**DOCUMENT SECTION**
——————

Have you ever noticed that one person may follow aa diet plan and see amazing results while another will follow it exactly the same way, but instead will make hardly any progress? It’s very common. Why? Let me count the ways…

There are so many different factors to take into consideration when it comes to diet and nutrition. You’ve got the standard items like age, current weight and body composition, level of activity and training age (the number of years a person has been consistently exercising), and gender. Then there’s the more specific things like genetics, pre-existing health issues, current lifestyle (for example having a sedentary job or more manual labour), stress levels and adequate sleep acquired on the average night. All of these things play a key role in whether or not a diet plan will work for you.

A prime example of this is when a friend of mine mentioned that she and her husband were going to follow a 30 day diet plan. This particular plan emphasized eating “real food” only with a focus on organic foods including meat, fish, nuts, oils, vegetables and fruits. At the same time it also requires that you do not eat any legumes (like beans or peanuts), grains (even whole grains), any kind of sweetener, dairy or sulphites. What’s more is that it also bans any kind of sweet treat items even if it contains “approved ingredients” only in order to get you out the dessert mindset. Many of the suggested recipes included a high portion of protein along with a high level of fat accompanied with vegetables. Starch-wise your only option is the starchy vegetable such as potato, sweet potato or carrots. Now in theory this diet plan sounds solid as you are eating foods close to their natural state and avoiding things that may cause allergies or sensitivities.

——————

**SUPPLIED ENTRIES**
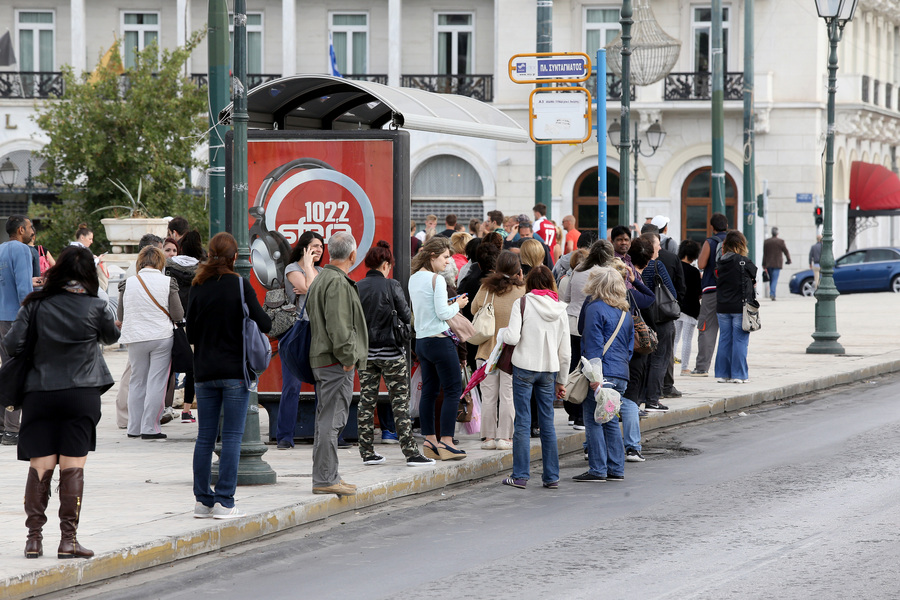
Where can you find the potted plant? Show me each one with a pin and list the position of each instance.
(124, 232)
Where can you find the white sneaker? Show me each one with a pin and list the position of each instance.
(220, 512)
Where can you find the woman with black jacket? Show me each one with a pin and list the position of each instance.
(61, 406)
(735, 284)
(382, 298)
(215, 319)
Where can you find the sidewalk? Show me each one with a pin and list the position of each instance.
(138, 500)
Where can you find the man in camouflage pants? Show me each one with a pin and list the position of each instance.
(396, 378)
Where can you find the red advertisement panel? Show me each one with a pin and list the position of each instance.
(325, 186)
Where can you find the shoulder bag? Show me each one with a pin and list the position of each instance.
(645, 339)
(14, 371)
(182, 355)
(484, 322)
(504, 363)
(750, 310)
(459, 325)
(666, 306)
(283, 313)
(578, 385)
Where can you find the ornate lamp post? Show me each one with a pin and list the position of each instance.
(642, 54)
(655, 136)
(837, 13)
(9, 172)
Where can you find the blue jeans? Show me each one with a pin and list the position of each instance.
(773, 280)
(439, 362)
(228, 397)
(731, 357)
(288, 407)
(606, 454)
(524, 381)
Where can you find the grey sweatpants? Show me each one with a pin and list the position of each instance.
(334, 388)
(147, 389)
(708, 331)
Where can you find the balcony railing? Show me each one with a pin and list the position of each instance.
(480, 87)
(31, 84)
(698, 86)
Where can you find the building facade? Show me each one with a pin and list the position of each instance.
(464, 47)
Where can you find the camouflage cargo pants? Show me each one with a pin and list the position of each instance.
(396, 378)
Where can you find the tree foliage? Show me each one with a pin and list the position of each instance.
(139, 128)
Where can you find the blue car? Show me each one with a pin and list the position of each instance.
(869, 270)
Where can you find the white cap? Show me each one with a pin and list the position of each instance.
(660, 221)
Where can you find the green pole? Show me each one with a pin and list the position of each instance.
(718, 112)
(217, 55)
(543, 167)
(252, 469)
(624, 143)
(826, 334)
(749, 135)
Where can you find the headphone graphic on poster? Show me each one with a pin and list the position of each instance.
(269, 248)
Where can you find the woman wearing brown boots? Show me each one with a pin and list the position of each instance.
(61, 406)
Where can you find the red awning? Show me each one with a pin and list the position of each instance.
(873, 187)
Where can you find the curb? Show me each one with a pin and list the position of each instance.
(208, 539)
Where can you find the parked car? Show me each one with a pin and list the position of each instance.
(869, 270)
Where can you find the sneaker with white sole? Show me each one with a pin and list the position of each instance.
(221, 512)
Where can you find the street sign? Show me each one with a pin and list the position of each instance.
(550, 67)
(559, 115)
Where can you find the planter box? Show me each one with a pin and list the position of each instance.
(123, 233)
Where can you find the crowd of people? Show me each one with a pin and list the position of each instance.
(555, 296)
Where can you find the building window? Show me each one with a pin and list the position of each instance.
(36, 31)
(254, 41)
(454, 53)
(350, 36)
(701, 38)
(139, 30)
(601, 26)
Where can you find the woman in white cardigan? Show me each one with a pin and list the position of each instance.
(540, 332)
(148, 307)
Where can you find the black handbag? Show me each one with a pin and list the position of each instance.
(666, 306)
(182, 355)
(14, 370)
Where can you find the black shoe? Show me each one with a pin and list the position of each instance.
(634, 455)
(419, 461)
(588, 477)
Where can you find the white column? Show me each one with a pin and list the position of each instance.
(79, 37)
(394, 43)
(288, 37)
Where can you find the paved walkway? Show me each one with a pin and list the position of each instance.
(138, 500)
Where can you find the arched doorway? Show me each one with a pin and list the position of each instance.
(696, 204)
(584, 199)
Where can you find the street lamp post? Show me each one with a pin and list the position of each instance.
(655, 136)
(837, 13)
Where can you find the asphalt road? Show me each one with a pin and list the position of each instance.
(790, 501)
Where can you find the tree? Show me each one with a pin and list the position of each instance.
(141, 127)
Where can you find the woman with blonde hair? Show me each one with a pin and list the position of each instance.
(735, 284)
(458, 243)
(436, 347)
(608, 334)
(500, 289)
(532, 254)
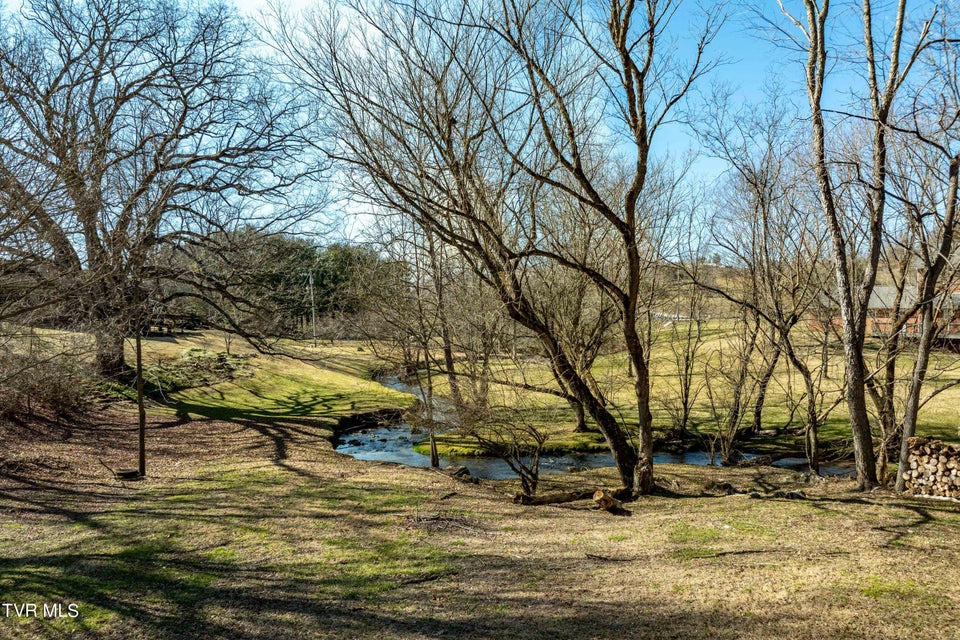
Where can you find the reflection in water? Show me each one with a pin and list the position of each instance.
(395, 444)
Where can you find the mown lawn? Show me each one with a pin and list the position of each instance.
(253, 527)
(553, 417)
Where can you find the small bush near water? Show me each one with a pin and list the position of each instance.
(47, 376)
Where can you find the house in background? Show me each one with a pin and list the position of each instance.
(881, 320)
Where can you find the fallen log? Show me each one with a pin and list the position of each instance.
(607, 502)
(552, 498)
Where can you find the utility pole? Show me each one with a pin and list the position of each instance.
(313, 310)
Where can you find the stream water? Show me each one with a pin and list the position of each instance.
(395, 443)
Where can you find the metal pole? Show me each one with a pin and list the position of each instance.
(141, 409)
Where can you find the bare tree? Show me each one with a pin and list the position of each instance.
(484, 123)
(886, 67)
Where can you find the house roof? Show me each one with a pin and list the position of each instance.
(884, 295)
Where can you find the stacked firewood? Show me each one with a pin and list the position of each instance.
(934, 469)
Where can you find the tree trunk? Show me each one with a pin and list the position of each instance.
(762, 388)
(577, 407)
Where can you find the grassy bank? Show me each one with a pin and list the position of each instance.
(249, 526)
(782, 417)
(311, 544)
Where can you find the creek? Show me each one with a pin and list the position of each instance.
(394, 443)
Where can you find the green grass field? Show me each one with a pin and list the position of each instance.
(248, 525)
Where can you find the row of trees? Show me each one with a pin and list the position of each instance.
(151, 160)
(519, 135)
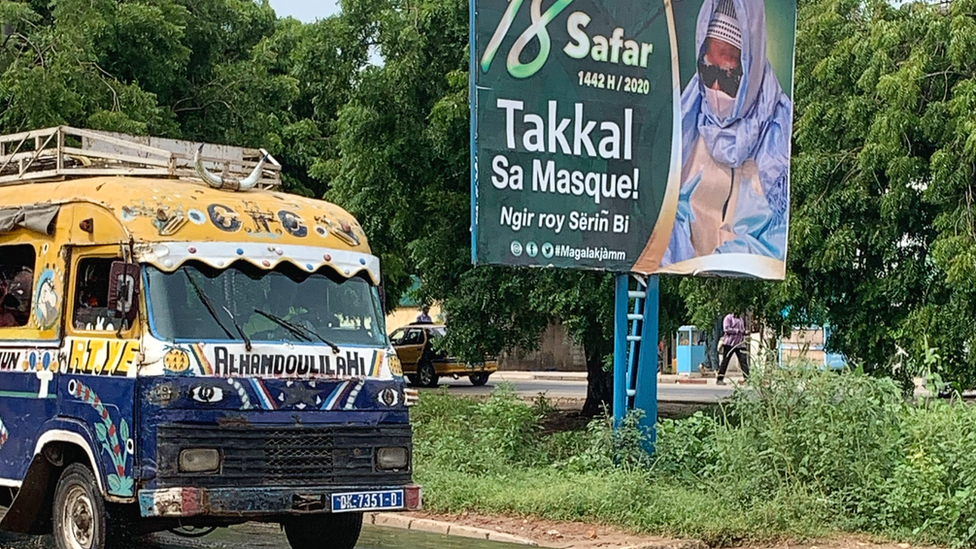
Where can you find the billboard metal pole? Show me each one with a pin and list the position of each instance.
(635, 352)
(646, 396)
(621, 303)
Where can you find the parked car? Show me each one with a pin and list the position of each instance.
(423, 364)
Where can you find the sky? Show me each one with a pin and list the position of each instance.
(305, 10)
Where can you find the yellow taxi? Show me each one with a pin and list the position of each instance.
(423, 364)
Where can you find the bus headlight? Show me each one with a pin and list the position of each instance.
(199, 460)
(392, 458)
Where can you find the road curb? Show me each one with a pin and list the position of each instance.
(684, 544)
(404, 522)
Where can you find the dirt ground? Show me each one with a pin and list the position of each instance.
(570, 420)
(578, 535)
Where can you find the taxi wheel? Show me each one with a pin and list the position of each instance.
(426, 374)
(336, 531)
(479, 379)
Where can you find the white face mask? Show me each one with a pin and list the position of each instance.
(720, 103)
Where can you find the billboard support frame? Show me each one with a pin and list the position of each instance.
(636, 352)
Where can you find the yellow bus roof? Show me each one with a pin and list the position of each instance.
(173, 221)
(159, 210)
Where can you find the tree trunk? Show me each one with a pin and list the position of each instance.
(599, 383)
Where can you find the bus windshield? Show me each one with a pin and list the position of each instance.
(242, 302)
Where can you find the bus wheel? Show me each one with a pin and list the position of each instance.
(479, 379)
(336, 531)
(79, 511)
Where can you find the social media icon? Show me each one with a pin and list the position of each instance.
(516, 248)
(548, 250)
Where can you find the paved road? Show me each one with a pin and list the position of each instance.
(254, 536)
(561, 389)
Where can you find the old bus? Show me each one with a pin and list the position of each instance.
(182, 346)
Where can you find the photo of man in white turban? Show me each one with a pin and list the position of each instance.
(735, 137)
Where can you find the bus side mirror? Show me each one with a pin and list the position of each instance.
(123, 290)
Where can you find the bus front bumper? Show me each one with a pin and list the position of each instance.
(271, 501)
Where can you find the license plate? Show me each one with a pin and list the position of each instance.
(367, 501)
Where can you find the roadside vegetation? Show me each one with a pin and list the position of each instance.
(802, 453)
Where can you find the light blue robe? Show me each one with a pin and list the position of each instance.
(758, 128)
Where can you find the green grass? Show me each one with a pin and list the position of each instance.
(805, 453)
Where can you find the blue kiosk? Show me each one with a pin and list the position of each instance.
(690, 350)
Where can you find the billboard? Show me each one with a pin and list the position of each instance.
(648, 137)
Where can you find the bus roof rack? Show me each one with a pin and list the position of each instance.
(62, 152)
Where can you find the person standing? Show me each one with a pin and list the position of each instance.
(733, 342)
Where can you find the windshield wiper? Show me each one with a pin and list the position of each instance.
(247, 340)
(297, 329)
(206, 302)
(213, 311)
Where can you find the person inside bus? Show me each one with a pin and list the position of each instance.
(15, 298)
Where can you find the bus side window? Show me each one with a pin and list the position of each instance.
(16, 284)
(91, 311)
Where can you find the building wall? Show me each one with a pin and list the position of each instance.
(556, 352)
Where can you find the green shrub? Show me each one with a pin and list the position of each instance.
(799, 453)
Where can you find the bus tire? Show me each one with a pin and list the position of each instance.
(80, 517)
(479, 379)
(333, 531)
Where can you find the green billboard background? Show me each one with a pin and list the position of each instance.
(546, 85)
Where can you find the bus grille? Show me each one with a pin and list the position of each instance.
(282, 455)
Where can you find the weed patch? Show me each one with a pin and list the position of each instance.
(799, 453)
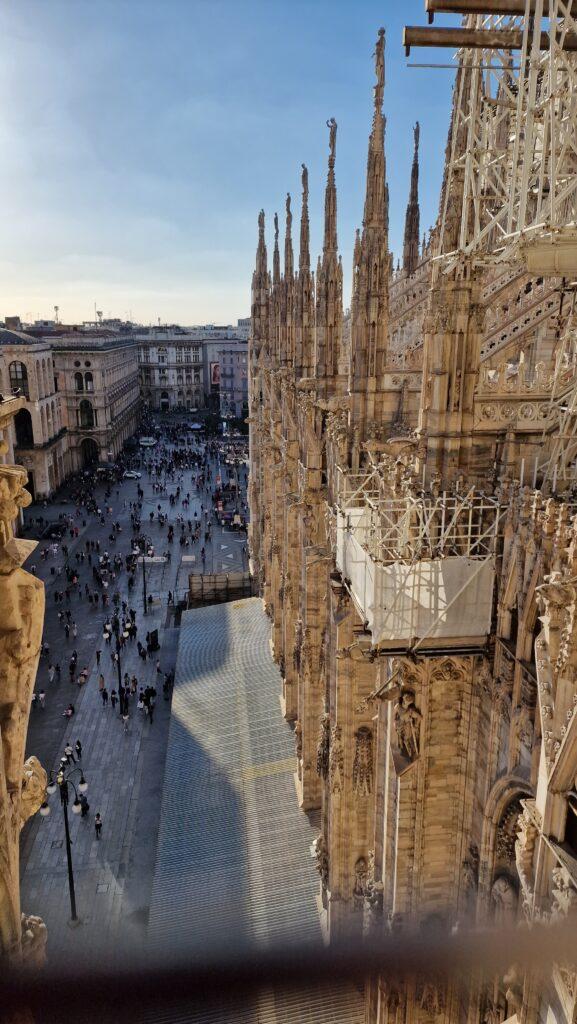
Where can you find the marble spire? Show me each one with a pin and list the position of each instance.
(412, 219)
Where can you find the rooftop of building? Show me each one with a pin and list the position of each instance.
(9, 337)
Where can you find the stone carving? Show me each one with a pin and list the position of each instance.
(363, 763)
(523, 725)
(33, 788)
(323, 750)
(448, 671)
(564, 893)
(336, 760)
(322, 860)
(506, 833)
(298, 640)
(360, 889)
(430, 997)
(298, 740)
(33, 940)
(524, 853)
(470, 868)
(22, 785)
(407, 725)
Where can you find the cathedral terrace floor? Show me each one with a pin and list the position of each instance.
(234, 859)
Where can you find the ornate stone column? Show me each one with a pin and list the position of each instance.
(22, 785)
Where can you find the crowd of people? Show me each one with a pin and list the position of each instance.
(195, 483)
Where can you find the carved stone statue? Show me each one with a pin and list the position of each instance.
(322, 858)
(407, 725)
(336, 760)
(503, 901)
(363, 763)
(324, 747)
(22, 786)
(360, 889)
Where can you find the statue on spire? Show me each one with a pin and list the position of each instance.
(379, 71)
(331, 125)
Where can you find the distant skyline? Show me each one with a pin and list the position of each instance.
(140, 138)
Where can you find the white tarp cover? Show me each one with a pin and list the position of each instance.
(439, 599)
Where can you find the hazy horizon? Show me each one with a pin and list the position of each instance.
(139, 143)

——————

**PROBLEM DESCRIPTION**
Please answer these questions about the diet plan text:
1. How does it define "training age"?
2. How many days long was the plan the friend and her husband were going to follow?
3. What is the only starch option the plan allows?
The entries are separate material from the diet plan text.

**OUTPUT OF THE EXERCISE**
1. The number of years a person has been consistently exercising.
2. 30 days.
3. Starchy vegetables such as potato, sweet potato or carrots.